> **WRITTEN PROBLEM**
Please copy out every line of the material below, requests included, and shift each x and y coordinate in the answers by adding 10. Leave the numbers in the requests and in their format samples unchanged.

- - - - - - -

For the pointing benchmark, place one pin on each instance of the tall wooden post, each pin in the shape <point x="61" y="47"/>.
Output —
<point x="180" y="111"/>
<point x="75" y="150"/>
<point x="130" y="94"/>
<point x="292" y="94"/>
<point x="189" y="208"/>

- - - - - - -

> **THE OUTPUT**
For the pointing benchmark, place one pin on each instance of the tall wooden post, each pin in the shape <point x="61" y="47"/>.
Output —
<point x="190" y="121"/>
<point x="85" y="160"/>
<point x="140" y="104"/>
<point x="302" y="104"/>
<point x="199" y="218"/>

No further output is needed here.